Paginafragment

....................

Betekent duidelijkheid automatisch ook eenvoud?

Zal de Omgevingswet planontwikkeling echt eenvoudiger maken? De Rijke durft het niet volmondig te beamen. “Enerzijds wel, doordat procedures onder één wet komen en regels en normeringen beter op elkaar worden afgestemd. Anderzijds is het nog de vraag. De wet staat namelijk toe dat er lokaal verschillen ontstaan. Burgers en initiatiefnemers moeten straks steeds kijken wat precies de situatie in een gemeente is.” Een punt van zorg is ook dat de ICT- infrastructuur voor de betrokken overheden niet op tijd klaar zal zijn. “De ICT moet op orde zijn, want de toegankelijkheid van informatie over regelgeving en procedures is cruciaal voor het slagen van de wet. Maar ICT of niet, de Omgevingswet komt er.”

Niemand kan eromheen

Grote private partijen als woningcorporaties, ontwikkelaars, architectenbureaus en bouwondernemingen anticiperen over het algemeen al op de Omgevingswet. “Bij kleinere architectenbureaus, aannemers en ontwikkelaars zie ik dat minder. Ze zijn vooral druk met lopende projecten. Het besef dat de wet verstrekkende gevolgen heeft, leeft niet sterk.

....................

Vermeldingen
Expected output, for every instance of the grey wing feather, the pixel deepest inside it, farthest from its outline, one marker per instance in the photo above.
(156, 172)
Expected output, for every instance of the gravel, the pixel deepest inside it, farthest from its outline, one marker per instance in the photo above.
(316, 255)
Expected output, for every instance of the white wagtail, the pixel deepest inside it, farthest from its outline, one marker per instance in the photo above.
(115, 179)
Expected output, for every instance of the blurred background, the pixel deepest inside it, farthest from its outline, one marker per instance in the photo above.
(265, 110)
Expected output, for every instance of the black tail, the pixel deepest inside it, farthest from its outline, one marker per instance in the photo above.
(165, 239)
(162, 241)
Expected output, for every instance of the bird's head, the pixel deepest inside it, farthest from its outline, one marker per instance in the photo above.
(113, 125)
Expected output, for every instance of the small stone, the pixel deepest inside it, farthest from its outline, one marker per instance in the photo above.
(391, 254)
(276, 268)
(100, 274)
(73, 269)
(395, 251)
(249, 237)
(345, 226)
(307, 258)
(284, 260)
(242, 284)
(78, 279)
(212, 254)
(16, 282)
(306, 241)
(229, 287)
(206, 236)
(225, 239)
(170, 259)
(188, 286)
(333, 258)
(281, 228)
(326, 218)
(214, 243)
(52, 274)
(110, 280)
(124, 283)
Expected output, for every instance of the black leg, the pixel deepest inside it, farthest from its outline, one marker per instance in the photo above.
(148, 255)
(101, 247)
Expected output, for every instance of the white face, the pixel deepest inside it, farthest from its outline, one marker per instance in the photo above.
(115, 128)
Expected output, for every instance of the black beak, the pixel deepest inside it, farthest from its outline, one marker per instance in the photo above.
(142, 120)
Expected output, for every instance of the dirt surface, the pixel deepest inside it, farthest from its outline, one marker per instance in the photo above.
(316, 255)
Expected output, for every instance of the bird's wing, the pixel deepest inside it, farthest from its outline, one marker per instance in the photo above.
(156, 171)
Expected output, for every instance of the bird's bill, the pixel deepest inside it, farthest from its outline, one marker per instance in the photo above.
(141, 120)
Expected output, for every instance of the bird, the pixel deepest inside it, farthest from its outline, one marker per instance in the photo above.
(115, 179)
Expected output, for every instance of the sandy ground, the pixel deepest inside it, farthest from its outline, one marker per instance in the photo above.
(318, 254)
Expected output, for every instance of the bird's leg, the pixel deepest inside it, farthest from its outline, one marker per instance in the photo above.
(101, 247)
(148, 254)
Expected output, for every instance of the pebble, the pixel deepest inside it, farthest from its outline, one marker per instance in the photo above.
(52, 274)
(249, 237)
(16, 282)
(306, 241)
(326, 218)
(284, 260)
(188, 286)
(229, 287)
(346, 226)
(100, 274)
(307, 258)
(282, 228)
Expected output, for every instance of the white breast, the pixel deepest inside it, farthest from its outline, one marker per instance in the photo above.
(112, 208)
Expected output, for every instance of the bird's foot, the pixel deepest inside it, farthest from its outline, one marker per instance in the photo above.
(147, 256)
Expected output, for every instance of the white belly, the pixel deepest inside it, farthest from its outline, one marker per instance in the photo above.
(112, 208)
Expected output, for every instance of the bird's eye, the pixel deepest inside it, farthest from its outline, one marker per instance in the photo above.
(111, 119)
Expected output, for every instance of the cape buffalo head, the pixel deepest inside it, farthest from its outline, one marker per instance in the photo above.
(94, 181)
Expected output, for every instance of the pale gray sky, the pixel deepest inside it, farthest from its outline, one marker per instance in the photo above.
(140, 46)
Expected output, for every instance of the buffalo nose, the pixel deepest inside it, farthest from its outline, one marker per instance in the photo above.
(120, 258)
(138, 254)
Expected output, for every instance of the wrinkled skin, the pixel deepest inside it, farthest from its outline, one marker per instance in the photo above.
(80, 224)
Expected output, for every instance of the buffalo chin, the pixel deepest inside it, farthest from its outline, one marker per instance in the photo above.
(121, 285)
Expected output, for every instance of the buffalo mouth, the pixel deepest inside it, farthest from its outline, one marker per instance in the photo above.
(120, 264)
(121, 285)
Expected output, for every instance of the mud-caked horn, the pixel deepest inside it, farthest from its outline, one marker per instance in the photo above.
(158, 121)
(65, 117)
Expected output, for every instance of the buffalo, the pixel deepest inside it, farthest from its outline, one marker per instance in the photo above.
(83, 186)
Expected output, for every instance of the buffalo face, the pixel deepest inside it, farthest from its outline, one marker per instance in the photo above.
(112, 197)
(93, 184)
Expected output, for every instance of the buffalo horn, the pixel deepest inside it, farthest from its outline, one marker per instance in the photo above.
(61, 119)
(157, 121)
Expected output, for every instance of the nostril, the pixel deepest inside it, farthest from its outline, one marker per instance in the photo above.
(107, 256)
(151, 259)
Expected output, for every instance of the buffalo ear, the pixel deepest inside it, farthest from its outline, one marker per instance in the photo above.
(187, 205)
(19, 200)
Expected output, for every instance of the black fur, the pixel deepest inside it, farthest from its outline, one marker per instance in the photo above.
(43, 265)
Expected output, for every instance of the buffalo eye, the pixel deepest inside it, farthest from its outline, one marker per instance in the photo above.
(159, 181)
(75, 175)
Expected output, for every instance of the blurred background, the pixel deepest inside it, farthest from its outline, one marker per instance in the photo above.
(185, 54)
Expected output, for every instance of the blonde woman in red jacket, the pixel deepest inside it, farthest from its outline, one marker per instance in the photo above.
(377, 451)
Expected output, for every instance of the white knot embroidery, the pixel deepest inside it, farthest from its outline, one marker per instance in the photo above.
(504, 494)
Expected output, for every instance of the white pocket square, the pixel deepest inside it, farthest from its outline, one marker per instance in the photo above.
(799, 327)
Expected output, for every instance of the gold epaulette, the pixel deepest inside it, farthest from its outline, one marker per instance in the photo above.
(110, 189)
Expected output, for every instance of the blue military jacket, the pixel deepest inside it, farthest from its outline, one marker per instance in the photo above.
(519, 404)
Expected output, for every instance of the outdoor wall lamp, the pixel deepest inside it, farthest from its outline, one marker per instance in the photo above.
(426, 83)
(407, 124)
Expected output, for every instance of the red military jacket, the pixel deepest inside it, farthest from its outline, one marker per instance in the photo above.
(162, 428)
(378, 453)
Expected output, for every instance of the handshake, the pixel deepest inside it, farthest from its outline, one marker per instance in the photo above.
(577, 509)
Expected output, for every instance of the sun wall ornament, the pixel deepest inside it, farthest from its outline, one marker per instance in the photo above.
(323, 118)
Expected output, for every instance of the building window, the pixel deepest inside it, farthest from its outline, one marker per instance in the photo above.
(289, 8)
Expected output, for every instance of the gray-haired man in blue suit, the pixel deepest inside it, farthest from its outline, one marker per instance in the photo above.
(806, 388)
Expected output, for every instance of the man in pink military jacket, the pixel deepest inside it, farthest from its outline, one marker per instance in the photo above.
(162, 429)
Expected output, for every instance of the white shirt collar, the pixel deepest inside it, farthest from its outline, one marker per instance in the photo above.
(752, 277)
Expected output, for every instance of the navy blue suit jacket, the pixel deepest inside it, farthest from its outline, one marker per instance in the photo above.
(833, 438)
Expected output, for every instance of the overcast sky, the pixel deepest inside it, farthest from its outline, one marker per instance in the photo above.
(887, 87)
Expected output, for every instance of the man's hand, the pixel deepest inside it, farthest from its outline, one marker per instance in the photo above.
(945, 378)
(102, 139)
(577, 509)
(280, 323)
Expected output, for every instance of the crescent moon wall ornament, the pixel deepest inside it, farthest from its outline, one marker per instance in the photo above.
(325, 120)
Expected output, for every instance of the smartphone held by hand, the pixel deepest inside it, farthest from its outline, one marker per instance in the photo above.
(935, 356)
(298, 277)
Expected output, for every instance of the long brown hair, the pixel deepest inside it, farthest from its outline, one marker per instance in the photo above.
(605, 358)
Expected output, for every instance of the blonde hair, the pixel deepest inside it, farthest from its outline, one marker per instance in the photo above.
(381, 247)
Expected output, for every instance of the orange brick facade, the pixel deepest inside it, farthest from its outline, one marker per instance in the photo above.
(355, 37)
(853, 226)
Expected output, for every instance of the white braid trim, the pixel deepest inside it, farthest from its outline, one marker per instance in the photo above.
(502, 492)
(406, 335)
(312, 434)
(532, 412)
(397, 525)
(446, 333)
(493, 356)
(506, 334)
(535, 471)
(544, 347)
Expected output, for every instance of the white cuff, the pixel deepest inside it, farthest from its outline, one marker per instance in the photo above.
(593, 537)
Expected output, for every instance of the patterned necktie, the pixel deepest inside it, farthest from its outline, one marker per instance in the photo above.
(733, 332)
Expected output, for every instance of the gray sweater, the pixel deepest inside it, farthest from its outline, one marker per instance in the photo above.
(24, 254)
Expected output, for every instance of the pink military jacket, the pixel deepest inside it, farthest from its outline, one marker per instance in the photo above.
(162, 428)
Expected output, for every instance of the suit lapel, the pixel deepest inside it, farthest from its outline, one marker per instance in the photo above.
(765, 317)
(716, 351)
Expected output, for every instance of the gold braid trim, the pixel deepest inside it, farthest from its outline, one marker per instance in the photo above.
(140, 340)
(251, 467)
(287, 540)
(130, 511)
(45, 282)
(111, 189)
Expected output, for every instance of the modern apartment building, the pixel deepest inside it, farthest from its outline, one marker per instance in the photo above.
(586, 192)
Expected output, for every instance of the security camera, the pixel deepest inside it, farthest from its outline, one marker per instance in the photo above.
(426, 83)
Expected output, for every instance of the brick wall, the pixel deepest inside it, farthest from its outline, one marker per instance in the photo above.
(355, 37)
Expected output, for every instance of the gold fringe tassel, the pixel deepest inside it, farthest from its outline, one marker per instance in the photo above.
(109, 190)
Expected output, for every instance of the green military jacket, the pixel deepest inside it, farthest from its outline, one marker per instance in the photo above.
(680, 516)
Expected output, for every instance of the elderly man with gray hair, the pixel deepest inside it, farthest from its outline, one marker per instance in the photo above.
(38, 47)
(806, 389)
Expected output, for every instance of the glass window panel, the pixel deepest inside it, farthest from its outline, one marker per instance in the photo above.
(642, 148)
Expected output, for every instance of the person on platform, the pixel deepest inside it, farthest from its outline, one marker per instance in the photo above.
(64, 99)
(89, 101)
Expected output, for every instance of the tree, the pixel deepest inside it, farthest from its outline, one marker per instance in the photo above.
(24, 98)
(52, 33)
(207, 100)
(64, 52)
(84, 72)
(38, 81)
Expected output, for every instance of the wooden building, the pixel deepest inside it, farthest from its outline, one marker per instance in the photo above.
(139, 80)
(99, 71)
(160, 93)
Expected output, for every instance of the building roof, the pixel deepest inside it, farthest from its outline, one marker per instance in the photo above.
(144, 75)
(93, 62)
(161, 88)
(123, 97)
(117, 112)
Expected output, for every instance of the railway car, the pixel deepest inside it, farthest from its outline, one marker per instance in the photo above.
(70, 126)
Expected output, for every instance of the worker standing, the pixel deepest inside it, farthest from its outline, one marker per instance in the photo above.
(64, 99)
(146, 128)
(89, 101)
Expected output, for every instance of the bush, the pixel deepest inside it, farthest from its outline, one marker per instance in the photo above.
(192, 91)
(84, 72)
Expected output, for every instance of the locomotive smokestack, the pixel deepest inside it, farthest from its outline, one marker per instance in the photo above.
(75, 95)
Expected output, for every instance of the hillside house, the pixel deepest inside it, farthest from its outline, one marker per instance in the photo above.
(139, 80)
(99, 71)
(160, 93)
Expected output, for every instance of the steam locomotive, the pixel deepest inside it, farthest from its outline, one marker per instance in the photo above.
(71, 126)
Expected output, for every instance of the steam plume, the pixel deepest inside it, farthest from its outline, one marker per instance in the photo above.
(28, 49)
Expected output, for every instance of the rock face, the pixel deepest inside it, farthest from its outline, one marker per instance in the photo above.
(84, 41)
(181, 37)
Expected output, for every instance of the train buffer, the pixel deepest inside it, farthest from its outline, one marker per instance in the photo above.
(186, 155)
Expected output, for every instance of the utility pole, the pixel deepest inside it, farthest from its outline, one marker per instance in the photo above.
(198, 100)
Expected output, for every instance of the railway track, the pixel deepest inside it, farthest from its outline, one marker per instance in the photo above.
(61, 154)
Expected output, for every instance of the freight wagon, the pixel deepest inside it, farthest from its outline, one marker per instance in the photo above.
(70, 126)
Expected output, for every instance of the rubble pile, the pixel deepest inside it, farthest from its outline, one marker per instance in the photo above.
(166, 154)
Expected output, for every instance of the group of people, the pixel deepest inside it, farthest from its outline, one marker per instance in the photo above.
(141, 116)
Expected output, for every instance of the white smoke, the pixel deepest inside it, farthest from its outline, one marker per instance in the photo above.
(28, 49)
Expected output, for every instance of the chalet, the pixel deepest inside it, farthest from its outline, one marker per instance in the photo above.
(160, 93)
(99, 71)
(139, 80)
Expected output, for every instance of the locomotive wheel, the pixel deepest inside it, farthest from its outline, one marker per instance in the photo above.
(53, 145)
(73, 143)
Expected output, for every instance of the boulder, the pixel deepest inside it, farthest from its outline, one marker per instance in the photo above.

....................

Wat te doen
a – Wat is volgens het paginafragment cruciaal voor het slagen van de wet?
b – Schrijf het stuk van het paginafragment dat begint bij "Niemand kan eromheen" en eindigt bij "leeft niet sterk." opnieuw op, en zet daarin "woningbouwverenigingen" in plaats van "woningcorporaties".

Oplossingen per opdracht
a – De toegankelijkheid van informatie over regelgeving en procedures.

b –
Niemand kan eromheen

Grote private partijen als woningbouwverenigingen, ontwikkelaars, architectenbureaus en bouwondernemingen anticiperen over het algemeen al op de Omgevingswet. “Bij kleinere architectenbureaus, aannemers en ontwikkelaars zie ik dat minder. Ze zijn vooral druk met lopende projecten. Het besef dat de wet verstrekkende gevolgen heeft, leeft niet sterk.